▸ Directions for this task:
Below are some records. Set each one down exactly as it reads.

▸ Data for this exercise:
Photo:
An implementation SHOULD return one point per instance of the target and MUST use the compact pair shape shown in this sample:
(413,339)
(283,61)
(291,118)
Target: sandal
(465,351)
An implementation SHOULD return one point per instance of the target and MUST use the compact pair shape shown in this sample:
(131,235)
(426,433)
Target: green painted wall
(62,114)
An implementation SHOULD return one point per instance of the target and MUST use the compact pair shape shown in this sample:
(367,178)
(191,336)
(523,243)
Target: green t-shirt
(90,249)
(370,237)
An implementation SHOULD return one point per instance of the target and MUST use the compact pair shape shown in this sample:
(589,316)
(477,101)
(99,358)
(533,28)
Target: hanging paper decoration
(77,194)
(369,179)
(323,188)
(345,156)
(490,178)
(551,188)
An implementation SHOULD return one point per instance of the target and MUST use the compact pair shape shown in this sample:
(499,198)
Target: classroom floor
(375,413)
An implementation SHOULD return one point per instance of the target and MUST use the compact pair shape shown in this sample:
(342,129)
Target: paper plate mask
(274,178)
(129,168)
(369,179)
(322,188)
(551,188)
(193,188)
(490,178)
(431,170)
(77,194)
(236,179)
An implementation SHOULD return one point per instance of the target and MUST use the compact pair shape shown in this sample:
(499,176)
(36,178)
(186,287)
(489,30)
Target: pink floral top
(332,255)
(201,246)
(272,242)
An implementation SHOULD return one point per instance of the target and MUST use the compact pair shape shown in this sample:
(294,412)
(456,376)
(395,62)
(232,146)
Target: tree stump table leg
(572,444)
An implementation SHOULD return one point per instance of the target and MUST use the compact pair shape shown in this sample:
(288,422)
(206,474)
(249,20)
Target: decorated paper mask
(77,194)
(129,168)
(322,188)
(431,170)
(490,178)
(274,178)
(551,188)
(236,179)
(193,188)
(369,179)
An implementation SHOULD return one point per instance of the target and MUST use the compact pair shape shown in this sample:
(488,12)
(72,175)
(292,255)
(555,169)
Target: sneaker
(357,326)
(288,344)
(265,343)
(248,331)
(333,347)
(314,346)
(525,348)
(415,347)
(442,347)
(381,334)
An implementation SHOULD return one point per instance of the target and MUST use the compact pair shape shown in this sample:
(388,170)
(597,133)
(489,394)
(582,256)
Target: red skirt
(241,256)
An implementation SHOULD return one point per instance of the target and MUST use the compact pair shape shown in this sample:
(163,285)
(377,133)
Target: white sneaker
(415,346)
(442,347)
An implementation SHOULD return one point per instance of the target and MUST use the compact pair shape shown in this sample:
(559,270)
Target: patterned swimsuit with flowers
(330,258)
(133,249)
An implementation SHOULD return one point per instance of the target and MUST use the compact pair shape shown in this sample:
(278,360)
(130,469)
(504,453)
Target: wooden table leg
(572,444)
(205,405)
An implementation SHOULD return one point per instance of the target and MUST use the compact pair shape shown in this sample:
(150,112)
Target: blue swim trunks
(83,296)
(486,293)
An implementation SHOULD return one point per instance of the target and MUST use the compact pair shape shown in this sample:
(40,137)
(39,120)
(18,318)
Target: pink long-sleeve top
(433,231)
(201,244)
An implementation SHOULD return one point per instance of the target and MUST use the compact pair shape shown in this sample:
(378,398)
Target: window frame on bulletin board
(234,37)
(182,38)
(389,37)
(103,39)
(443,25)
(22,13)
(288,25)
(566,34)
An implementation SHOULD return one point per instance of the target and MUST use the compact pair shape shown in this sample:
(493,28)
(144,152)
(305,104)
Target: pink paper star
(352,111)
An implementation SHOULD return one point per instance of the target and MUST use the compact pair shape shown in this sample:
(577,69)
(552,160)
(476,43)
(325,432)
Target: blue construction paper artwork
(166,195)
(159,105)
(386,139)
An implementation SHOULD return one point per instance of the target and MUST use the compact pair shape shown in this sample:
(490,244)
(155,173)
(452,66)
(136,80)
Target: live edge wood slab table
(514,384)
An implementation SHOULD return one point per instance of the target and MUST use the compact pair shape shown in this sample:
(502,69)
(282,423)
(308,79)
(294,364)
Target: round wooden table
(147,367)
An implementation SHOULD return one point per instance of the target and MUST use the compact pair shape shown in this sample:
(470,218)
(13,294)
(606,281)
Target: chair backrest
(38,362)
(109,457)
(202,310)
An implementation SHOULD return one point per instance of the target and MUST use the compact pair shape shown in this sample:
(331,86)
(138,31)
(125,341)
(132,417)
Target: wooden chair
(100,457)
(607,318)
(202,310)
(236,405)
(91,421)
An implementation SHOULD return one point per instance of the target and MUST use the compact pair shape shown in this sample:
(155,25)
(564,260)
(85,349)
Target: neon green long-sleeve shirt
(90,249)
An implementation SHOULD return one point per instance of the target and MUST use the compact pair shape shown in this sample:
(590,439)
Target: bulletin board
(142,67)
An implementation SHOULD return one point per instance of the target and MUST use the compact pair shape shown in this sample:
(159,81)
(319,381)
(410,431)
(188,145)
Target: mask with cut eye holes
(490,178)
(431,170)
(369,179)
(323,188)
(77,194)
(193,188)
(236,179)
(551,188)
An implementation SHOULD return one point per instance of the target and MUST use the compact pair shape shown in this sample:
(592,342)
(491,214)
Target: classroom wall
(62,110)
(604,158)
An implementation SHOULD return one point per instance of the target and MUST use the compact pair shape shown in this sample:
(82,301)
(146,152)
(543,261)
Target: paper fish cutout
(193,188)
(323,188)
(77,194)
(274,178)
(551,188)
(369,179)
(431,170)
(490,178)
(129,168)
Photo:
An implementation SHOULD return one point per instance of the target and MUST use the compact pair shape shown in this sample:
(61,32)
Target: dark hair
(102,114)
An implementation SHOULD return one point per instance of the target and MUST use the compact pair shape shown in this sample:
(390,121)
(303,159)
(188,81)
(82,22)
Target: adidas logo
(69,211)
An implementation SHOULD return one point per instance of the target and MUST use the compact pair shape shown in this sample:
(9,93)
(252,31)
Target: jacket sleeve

▸ Written answer:
Photo:
An implementation SHOULD return one point per instance of the target and MUST use the compact pair shape shown in this sample:
(413,339)
(283,61)
(291,118)
Target: sandal
(465,351)
An implementation SHOULD return one point per instance of the target and MUST use the compact pair shape shown in this sample:
(131,235)
(426,433)
Target: green painted wall
(62,114)
An implementation SHOULD return one point per instance of the target and MUST use the compact pair shape shown in this sample:
(367,178)
(191,336)
(523,243)
Target: green t-shirt
(90,249)
(370,237)
An implementation SHOULD return one point per instance of the target and MUST use the compact pair shape shown in this sample:
(589,316)
(477,101)
(99,358)
(533,28)
Target: hanging paper decoration
(77,194)
(369,179)
(323,188)
(345,156)
(490,178)
(551,188)
An implementation SHOULD return one point per instance of the target and MUST use the compact pair shape shown in this sample:
(499,198)
Target: classroom floor
(375,413)
An implementation SHOULD return one point per instance of the target and MUST use the compact pair shape shown in this sample:
(342,129)
Target: paper plate mask
(274,178)
(129,168)
(369,179)
(322,188)
(551,188)
(193,188)
(490,178)
(431,170)
(77,194)
(236,179)
An implementation SHOULD return one point per instance of the target and MUST use the compact pair shape shown in this sample:
(499,176)
(36,178)
(186,287)
(489,30)
Target: pink floral top
(332,255)
(201,246)
(272,242)
An implementation SHOULD return one point per instance of the target and MUST use the compact pair shape shown in this sample:
(294,412)
(456,376)
(395,62)
(232,146)
Target: tree stump table leg
(572,444)
An implementation SHOULD return one point per instance of the target and MUST use the compact pair shape shown in this sample:
(288,422)
(206,474)
(249,20)
Target: decorated paper mask
(77,194)
(129,168)
(322,188)
(431,170)
(490,178)
(274,178)
(551,188)
(236,179)
(193,188)
(369,179)
An implementation SHOULD return one point per instance of the target and MUST use the compact pair shape shown in this sample:
(488,12)
(72,175)
(292,255)
(555,169)
Target: sneaker
(357,326)
(288,344)
(265,343)
(248,331)
(333,347)
(314,346)
(525,348)
(415,347)
(442,347)
(381,334)
An implementation SHOULD return one point per instance of the target and MUST use the compact pair shape shown in this sample:
(388,170)
(597,133)
(489,394)
(582,256)
Target: red skirt
(241,256)
An implementation SHOULD return one point per instance of the target and MUST use the compact pair shape shown in this sample:
(163,285)
(377,133)
Target: white sneaker
(415,346)
(442,347)
An implementation SHOULD return one point per instance of the target and MUST use the compact pair shape shown in this sample:
(559,270)
Target: patterned swimsuit with flowers
(330,258)
(133,249)
An implementation SHOULD return one point per instance of the target and MUST use the compact pair shape shown in this sample:
(278,360)
(130,469)
(504,453)
Target: wooden table leg
(572,444)
(205,405)
An implementation SHOULD return one point per instance of the target and MUST use the compact pair shape shown in this sample:
(150,112)
Target: blue swim trunks
(83,296)
(486,293)
An implementation SHOULD return one point per instance of the target and MUST use the compact pair shape shown in this sample:
(40,137)
(39,120)
(18,318)
Target: pink long-sleeve top
(433,231)
(201,244)
An implementation SHOULD return one point per instance of the target and MUST use the compact pair shape shown in this sample:
(378,398)
Target: window frame on bulletin board
(234,37)
(182,38)
(389,37)
(103,39)
(443,25)
(22,13)
(288,25)
(566,34)
An implementation SHOULD return one point per instance of the target and MUST use the compact pair shape shown in this sample:
(493,28)
(144,152)
(305,104)
Target: pink paper star
(352,111)
An implementation SHOULD return one point per instance of the target and MUST use the compact pair shape shown in this sample:
(577,69)
(552,160)
(476,43)
(325,432)
Target: blue construction paper artwork
(166,195)
(159,105)
(386,139)
An implementation SHOULD return one point per instance of the target and MUST use the compact pair shape shown in this sample:
(490,244)
(155,173)
(452,66)
(136,80)
Target: live edge wood slab table
(514,384)
An implementation SHOULD return one point per instance of the target and MUST use the compact pair shape shown in this sample:
(502,69)
(282,423)
(308,79)
(294,364)
Target: round wooden table
(147,367)
An implementation SHOULD return one point per instance of the target and MUST use the compact pair shape shown in this sample:
(470,218)
(13,294)
(606,281)
Target: chair backrest
(38,362)
(109,457)
(202,310)
An implementation SHOULD return one point per instance of the target and MUST use the compact pair shape shown in this sample:
(331,86)
(138,31)
(125,341)
(132,417)
Target: wooden chair
(100,457)
(607,318)
(202,310)
(236,405)
(91,421)
An implementation SHOULD return one point per instance of the target and MUST use the compact pair shape shown in this sample:
(155,25)
(564,260)
(85,349)
Target: neon green long-sleeve shirt
(90,249)
An implementation SHOULD return one point per instance of the target and MUST use the compact pair shape shown in this sample:
(590,439)
Target: bulletin board
(142,67)
An implementation SHOULD return one point per instance of the target and MUST use the compact pair shape shown in this sample:
(159,81)
(319,381)
(410,431)
(188,145)
Target: mask with cut eye holes
(490,178)
(431,170)
(369,179)
(323,188)
(77,194)
(193,188)
(236,179)
(551,188)
An implementation SHOULD return one point per instance of the target and MUST use the compact pair shape shown in this sample:
(592,342)
(491,214)
Target: classroom wall
(62,110)
(604,158)
An implementation SHOULD return one point per instance of the target and MUST use the compact pair shape shown in this sample:
(82,301)
(146,152)
(543,261)
Target: paper fish cutout
(193,188)
(323,188)
(77,194)
(274,178)
(551,188)
(369,179)
(431,170)
(490,178)
(129,168)
Photo:
An implementation SHOULD return one point per instance of the target and MUST use the compact pair shape shown in this sample:
(61,32)
Target: dark hair
(102,114)
An implementation SHOULD return one point per instance of the target and MUST use the compact pair shape shown in this sample:
(390,121)
(303,159)
(188,81)
(82,22)
Target: adidas logo
(69,211)
An implementation SHOULD return one point per instance of the target and MUST use the compact pair shape shown in this sample:
(9,93)
(252,31)
Target: jacket sleeve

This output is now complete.